Aufgabe: Geben Sie die folgenden Datensätze vollständig und Zeile für Zeile unverändert aus.
◆ ◆ ◆ ◆ ◆
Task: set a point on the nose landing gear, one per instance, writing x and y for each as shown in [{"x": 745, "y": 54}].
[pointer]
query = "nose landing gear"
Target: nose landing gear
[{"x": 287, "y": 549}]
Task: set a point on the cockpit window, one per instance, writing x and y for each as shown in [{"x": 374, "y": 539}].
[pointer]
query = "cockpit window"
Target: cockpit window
◆ ◆ ◆ ◆ ◆
Lösung:
Task: set a point on the nose landing gear, one per instance, writing x and y for each as shown in [{"x": 745, "y": 54}].
[pointer]
query = "nose landing gear"
Target: nose landing gear
[{"x": 287, "y": 549}]
Task: set a point on the cockpit window, one per instance, writing x and y for each as shown in [{"x": 374, "y": 539}].
[pointer]
query = "cockpit window"
Target: cockpit window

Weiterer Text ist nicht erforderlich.